[INPUT MATERIAL]:
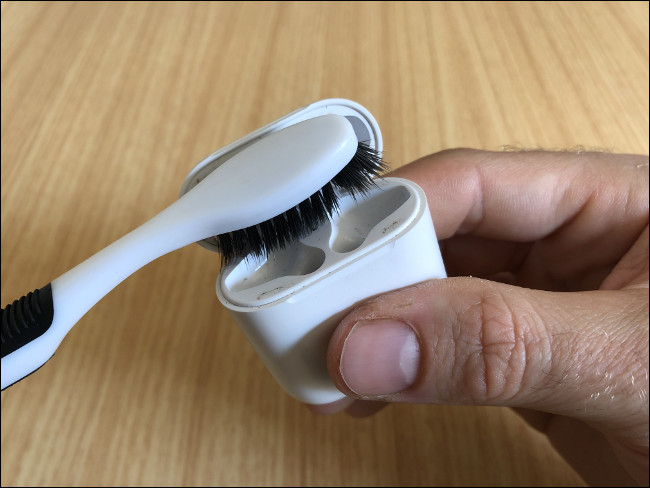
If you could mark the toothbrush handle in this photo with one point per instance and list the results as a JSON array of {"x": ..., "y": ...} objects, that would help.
[{"x": 34, "y": 326}]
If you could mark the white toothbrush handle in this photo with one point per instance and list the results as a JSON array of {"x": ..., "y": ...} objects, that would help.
[{"x": 34, "y": 326}]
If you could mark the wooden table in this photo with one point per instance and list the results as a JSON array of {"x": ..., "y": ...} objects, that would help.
[{"x": 107, "y": 106}]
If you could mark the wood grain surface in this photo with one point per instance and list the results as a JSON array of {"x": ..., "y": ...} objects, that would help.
[{"x": 106, "y": 106}]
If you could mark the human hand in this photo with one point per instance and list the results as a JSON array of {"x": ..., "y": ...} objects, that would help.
[{"x": 545, "y": 310}]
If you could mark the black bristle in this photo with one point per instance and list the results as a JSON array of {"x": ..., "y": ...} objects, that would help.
[{"x": 356, "y": 178}]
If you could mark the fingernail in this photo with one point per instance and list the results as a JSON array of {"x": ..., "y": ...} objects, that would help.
[{"x": 380, "y": 357}]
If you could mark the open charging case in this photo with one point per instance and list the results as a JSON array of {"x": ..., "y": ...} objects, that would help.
[{"x": 288, "y": 303}]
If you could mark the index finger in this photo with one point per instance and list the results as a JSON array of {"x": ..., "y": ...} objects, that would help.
[{"x": 571, "y": 213}]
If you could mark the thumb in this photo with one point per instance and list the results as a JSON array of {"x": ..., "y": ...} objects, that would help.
[{"x": 476, "y": 342}]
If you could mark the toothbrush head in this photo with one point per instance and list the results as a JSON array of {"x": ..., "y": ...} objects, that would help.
[{"x": 356, "y": 179}]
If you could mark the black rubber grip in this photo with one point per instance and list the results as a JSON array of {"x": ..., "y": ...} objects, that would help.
[{"x": 26, "y": 319}]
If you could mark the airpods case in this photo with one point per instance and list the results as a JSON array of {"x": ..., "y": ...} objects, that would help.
[{"x": 288, "y": 303}]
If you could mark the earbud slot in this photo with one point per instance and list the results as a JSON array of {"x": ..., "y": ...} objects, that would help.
[
  {"x": 297, "y": 259},
  {"x": 357, "y": 219}
]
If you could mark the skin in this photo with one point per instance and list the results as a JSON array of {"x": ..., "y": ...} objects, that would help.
[{"x": 545, "y": 309}]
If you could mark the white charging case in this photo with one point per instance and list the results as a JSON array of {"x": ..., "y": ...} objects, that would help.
[{"x": 288, "y": 303}]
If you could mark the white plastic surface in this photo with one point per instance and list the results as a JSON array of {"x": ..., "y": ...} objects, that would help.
[
  {"x": 363, "y": 123},
  {"x": 261, "y": 181},
  {"x": 289, "y": 303}
]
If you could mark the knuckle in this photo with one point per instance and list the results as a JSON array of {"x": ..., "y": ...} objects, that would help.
[{"x": 498, "y": 337}]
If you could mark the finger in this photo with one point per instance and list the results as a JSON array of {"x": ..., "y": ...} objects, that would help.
[
  {"x": 582, "y": 211},
  {"x": 354, "y": 408},
  {"x": 474, "y": 342}
]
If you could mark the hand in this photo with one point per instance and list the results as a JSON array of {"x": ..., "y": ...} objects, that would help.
[{"x": 545, "y": 310}]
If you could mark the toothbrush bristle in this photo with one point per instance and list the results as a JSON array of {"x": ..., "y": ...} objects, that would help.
[{"x": 356, "y": 178}]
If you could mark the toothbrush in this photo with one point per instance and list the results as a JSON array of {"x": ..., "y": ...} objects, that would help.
[{"x": 276, "y": 190}]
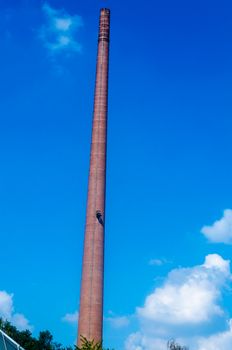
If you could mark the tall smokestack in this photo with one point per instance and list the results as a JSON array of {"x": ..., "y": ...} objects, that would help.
[{"x": 91, "y": 300}]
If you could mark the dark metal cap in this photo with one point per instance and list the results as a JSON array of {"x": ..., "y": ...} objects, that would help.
[{"x": 104, "y": 25}]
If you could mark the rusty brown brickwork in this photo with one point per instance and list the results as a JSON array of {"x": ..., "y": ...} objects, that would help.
[{"x": 91, "y": 301}]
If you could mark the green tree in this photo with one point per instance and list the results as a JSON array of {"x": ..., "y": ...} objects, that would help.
[
  {"x": 27, "y": 341},
  {"x": 89, "y": 345}
]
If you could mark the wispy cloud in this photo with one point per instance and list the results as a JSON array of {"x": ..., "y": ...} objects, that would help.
[
  {"x": 118, "y": 321},
  {"x": 221, "y": 230},
  {"x": 71, "y": 318},
  {"x": 58, "y": 34},
  {"x": 7, "y": 312},
  {"x": 188, "y": 301},
  {"x": 158, "y": 262}
]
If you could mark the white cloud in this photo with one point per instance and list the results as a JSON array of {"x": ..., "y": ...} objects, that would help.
[
  {"x": 158, "y": 262},
  {"x": 71, "y": 318},
  {"x": 170, "y": 303},
  {"x": 188, "y": 302},
  {"x": 221, "y": 230},
  {"x": 220, "y": 341},
  {"x": 59, "y": 32},
  {"x": 118, "y": 321},
  {"x": 7, "y": 312}
]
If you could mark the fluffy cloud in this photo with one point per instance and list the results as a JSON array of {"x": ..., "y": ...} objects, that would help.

[TASK REQUIREMENTS]: Update the data above by replacing "that would help" with "that would be useful" wherever it occurs, leaving everything else unchanged. Omit the pictures from your answer.

[ANSWER IN FULL]:
If you could mark the toothbrush handle in this photo with one point per instance and list the results as a JSON array of {"x": ..., "y": ...} objects, that would be useful.
[{"x": 34, "y": 326}]
If you could mark the white toothbrush handle in this photo with one point per instance and list the results as a JSON array of {"x": ..., "y": ...} objects, that would be useful.
[{"x": 34, "y": 326}]
If you could mark the wooden table in this photo with one point per instance and list the results as a JSON array of {"x": ..., "y": ...} objects, that would be useful.
[{"x": 107, "y": 106}]
If you could mark the wood grain surface in this photo with one point per instance and list the results as a JSON array of {"x": ..., "y": ...} objects, that would be useful.
[{"x": 106, "y": 106}]
If you could mark the human hand in this photo with one point per instance and list the results as a JSON array of {"x": ..., "y": ...} objects, that would be useful.
[{"x": 545, "y": 310}]
If you could mark the black bristle in this photo with one point per instance and list the results as a JSON array of {"x": ..., "y": ...} objects, that would be useful.
[{"x": 356, "y": 178}]
If you could mark the fingernail in this photo with one point per instance and list the results as a JSON array of {"x": ..., "y": ...} objects, that would be useful.
[{"x": 380, "y": 357}]
If you could mark the open charging case in this photo with one point per instance and list the results as a JSON array of {"x": ..., "y": ...} objects, that would be useful.
[{"x": 288, "y": 303}]
If you could mark the index finger in this photo with one point per instance and list the results as a JSON array of {"x": ..., "y": ...} objects, that would be useful.
[{"x": 571, "y": 213}]
If you could mark the thumb in this photo with one point per instance and list the results as a JSON array of {"x": ..., "y": ...} objects, that would be useful.
[{"x": 476, "y": 342}]
If you could mark the toothbrush head in this photo with one point per instance and list the results as a JSON array of {"x": ..., "y": ...} objects, that would be useful.
[{"x": 356, "y": 179}]
If you could mark the black rubber grip in this photo with one point per instance and list the results as a JSON array of {"x": ..., "y": ...} objects, that would be useful.
[{"x": 26, "y": 319}]
If you could mark the airpods case in this photo with one point per instance and list the results as a JSON array of {"x": ..., "y": ...} objects, that would be useful.
[{"x": 288, "y": 303}]
If you could mark the earbud slot in this photo with one point per instance and list the results as a JSON array of {"x": ..., "y": ...} objects, that would be useful.
[
  {"x": 297, "y": 259},
  {"x": 357, "y": 219}
]
If you could mark the skin in this photo with one point per instance and list the results as a JSON array of {"x": ..., "y": ...} objects, that would be useful.
[{"x": 545, "y": 309}]
If you could mark the white charging case in this photo with one point per instance and list the results as a JSON array of {"x": ..., "y": ...} objects, that would be useful.
[{"x": 288, "y": 303}]
If you could mark the white plastic surface in this photo with one point per instance and list the results as a JSON array of {"x": ..., "y": ...} objects, that would be useful.
[
  {"x": 363, "y": 123},
  {"x": 261, "y": 181},
  {"x": 289, "y": 303}
]
If you could mark the knuckle in this photo with one point per instance and list the results as a JSON array of {"x": ..., "y": ...} objects, that would be useful.
[{"x": 498, "y": 337}]
If you could mark the finger in this photo with one point per instance and list the results as a JSON array of {"x": ..., "y": ...} objects, that would be useful.
[
  {"x": 582, "y": 211},
  {"x": 354, "y": 408},
  {"x": 474, "y": 342}
]
If you could mark the hand in this photo with one point per instance and list the results as a JSON array of {"x": ..., "y": ...} objects, that would be useful.
[{"x": 545, "y": 310}]
If you could mark the toothbrush bristle in this photo with one point per instance and list the results as a JSON array of {"x": ..., "y": ...} objects, that would be useful.
[{"x": 356, "y": 178}]
If you could mark the toothbrush in this photo with one point per instance and list the results as a JSON array of {"x": ..., "y": ...} objects, that would be useful.
[{"x": 276, "y": 190}]
If you could mark the tall smokestack in this photo with one point per instance and list the results as a JSON array of {"x": ..., "y": ...} objects, that would be useful.
[{"x": 91, "y": 300}]
If you could mark the dark metal cap in this photo with one point per instance and list the results as a JSON array of {"x": ..., "y": ...} objects, that would be useful.
[{"x": 104, "y": 25}]
If you could mark the rusty brown brickwork in this photo with one point per instance and list the results as a JSON array of {"x": ..., "y": ...} objects, that would be useful.
[{"x": 91, "y": 301}]
If you could mark the green tree in this photo with one point per instance and list the results as a JSON array of {"x": ..., "y": ...} objects, that would be useful.
[
  {"x": 27, "y": 341},
  {"x": 89, "y": 345}
]
If you could mark the wispy cloud in this photo with one point per instance and list the results as a JSON array of {"x": ..., "y": ...} objects, that would be useful.
[
  {"x": 118, "y": 321},
  {"x": 221, "y": 230},
  {"x": 71, "y": 318},
  {"x": 58, "y": 34},
  {"x": 7, "y": 312},
  {"x": 188, "y": 301},
  {"x": 158, "y": 262}
]
If you could mark the white cloud in this photo with one point per instance and list the results as a JSON array of {"x": ..., "y": ...} objects, that would be useful.
[
  {"x": 158, "y": 262},
  {"x": 71, "y": 318},
  {"x": 170, "y": 303},
  {"x": 188, "y": 302},
  {"x": 221, "y": 230},
  {"x": 220, "y": 341},
  {"x": 59, "y": 32},
  {"x": 118, "y": 321},
  {"x": 7, "y": 312}
]
If you could mark the fluffy cloud in this photo with one point per instance and list the results as a JSON array of {"x": ..., "y": ...} objects, that would be useful.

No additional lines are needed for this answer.